──────── DATASET ENTRIES

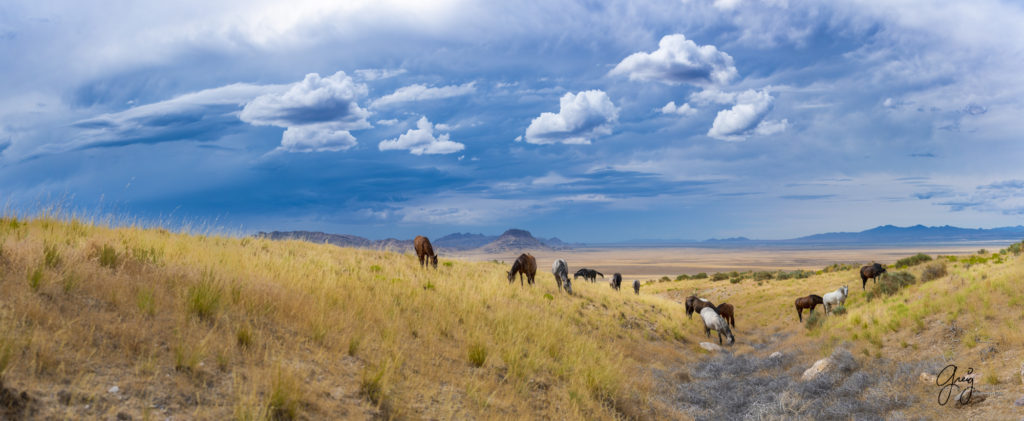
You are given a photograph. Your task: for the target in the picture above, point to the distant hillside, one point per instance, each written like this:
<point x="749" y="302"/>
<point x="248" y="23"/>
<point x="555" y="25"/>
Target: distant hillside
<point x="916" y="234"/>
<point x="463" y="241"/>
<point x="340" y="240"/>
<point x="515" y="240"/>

────────────────
──────── DATASET ENTRIES

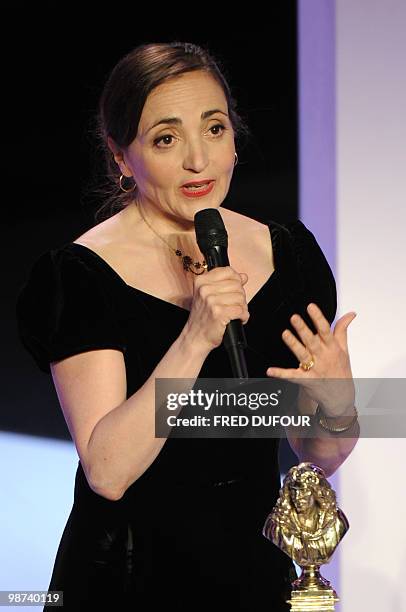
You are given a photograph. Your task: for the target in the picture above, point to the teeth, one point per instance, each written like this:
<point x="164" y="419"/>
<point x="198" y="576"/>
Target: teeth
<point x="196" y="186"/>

────────────────

== EXERCISE TASK ==
How many lines of the listing above contain the word "distant"? Reply with the number only.

== ANSWER FOR THIS EXERCISE ==
2